[Data items]
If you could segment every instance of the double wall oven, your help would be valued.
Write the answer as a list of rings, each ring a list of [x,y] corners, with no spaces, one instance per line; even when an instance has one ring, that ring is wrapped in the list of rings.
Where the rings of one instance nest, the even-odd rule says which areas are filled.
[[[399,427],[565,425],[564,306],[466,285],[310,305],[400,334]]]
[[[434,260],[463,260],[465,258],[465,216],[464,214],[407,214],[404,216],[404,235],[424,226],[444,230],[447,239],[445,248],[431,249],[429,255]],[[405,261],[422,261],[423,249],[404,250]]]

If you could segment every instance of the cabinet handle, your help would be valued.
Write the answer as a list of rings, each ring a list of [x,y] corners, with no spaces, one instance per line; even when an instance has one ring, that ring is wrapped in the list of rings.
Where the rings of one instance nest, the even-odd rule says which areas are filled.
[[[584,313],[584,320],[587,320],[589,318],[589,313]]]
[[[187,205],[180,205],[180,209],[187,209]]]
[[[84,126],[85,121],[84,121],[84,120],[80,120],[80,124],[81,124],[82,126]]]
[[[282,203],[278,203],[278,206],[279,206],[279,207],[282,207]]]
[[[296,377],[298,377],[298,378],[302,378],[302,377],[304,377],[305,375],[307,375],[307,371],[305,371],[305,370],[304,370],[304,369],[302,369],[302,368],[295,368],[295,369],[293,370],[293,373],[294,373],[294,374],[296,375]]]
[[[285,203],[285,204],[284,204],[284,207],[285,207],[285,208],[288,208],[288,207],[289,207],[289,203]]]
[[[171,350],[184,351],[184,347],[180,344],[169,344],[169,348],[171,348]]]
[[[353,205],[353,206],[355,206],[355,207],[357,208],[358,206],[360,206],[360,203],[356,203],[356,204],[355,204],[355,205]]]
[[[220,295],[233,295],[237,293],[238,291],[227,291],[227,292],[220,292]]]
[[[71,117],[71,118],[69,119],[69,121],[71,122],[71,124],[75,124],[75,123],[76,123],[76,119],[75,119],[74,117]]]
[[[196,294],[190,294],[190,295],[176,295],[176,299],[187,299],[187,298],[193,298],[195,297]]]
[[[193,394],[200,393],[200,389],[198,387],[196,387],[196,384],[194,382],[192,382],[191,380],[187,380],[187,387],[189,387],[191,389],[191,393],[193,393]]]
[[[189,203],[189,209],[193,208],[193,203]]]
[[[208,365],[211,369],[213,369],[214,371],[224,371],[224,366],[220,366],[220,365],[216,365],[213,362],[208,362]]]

■ Exercise objective ■
Please return the data above in full, without altering a single line.

■ Solution for this problem ■
If you could segment every instance of the double wall oven, your help would be valued.
Write the answer as a list of rings, each ring a list of [x,y] corners, with no spaces, one instance per line; even when an instance has one ring, that ring is wrapped in the list of rings.
Where the rings of one instance nest, the even-odd rule says which areas are filled.
[[[399,427],[565,425],[564,306],[466,285],[310,305],[400,334]]]
[[[434,260],[463,260],[465,258],[465,216],[464,214],[407,214],[404,216],[404,235],[424,226],[444,230],[447,239],[445,248],[431,249],[429,255]],[[405,261],[422,261],[423,249],[404,250]]]

If you could segment every instance of the cabinet handle, your help would be valued.
Write the answer as a list of rings, each ring a list of [x,y] corners, with no spaces, one instance per line; even when an instance has one ring, that ring is wrapped in the list of rings.
Where the rings of one instance nest, the even-odd rule says which areas are filled.
[[[584,313],[584,320],[587,320],[589,318],[589,313]]]
[[[187,205],[180,205],[180,209],[187,209]]]
[[[84,126],[85,121],[84,121],[84,120],[80,120],[80,124],[81,124],[82,126]]]
[[[282,203],[278,203],[278,206],[279,206],[279,207],[282,207]]]
[[[296,377],[298,377],[298,378],[302,378],[302,377],[304,377],[305,375],[307,375],[307,371],[305,371],[305,370],[304,370],[304,369],[302,369],[302,368],[295,368],[295,369],[293,370],[293,373],[294,373],[294,374],[296,375]]]
[[[285,203],[285,204],[284,204],[284,207],[285,207],[285,208],[288,208],[288,207],[289,207],[289,203]]]
[[[171,350],[184,351],[184,347],[180,344],[169,344],[169,348],[171,348]]]
[[[353,205],[353,206],[355,206],[355,207],[357,208],[358,206],[360,206],[360,203],[356,203],[356,204],[355,204],[355,205]]]
[[[220,295],[233,295],[237,293],[238,291],[227,291],[227,292],[220,292]]]
[[[71,117],[71,118],[69,119],[69,121],[71,122],[71,124],[75,124],[75,123],[76,123],[76,119],[75,119],[74,117]]]
[[[196,294],[190,294],[190,295],[176,295],[176,299],[187,299],[187,298],[193,298],[195,297]]]
[[[193,394],[200,393],[200,389],[198,387],[196,387],[196,384],[194,382],[192,382],[191,380],[187,380],[187,387],[189,387],[191,389],[191,393],[193,393]]]
[[[189,203],[189,209],[193,208],[193,203]]]
[[[208,365],[211,369],[213,369],[214,371],[224,371],[224,366],[220,366],[220,365],[216,365],[213,362],[208,362]]]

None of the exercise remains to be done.